▶ [Records for the exercise]:

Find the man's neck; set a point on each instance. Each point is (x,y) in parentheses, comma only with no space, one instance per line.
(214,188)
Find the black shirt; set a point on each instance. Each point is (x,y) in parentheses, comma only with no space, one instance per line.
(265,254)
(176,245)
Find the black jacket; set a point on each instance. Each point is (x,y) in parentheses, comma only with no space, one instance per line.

▶ [Problem to work on]:
Restate the data above word for word.

▶ [Written answer]:
Find the man's neck; set a point on each instance. Each point is (x,y) in parentheses, comma only with no space, one instance per line.
(214,188)
Find the black shirt; set a point on each instance. Each point is (x,y) in parentheses, comma only with no space, one instance per line.
(265,254)
(176,245)
Find the black jacket; set a point on each instance. Each point is (x,y) in parentheses, comma only with no space, one instance per line.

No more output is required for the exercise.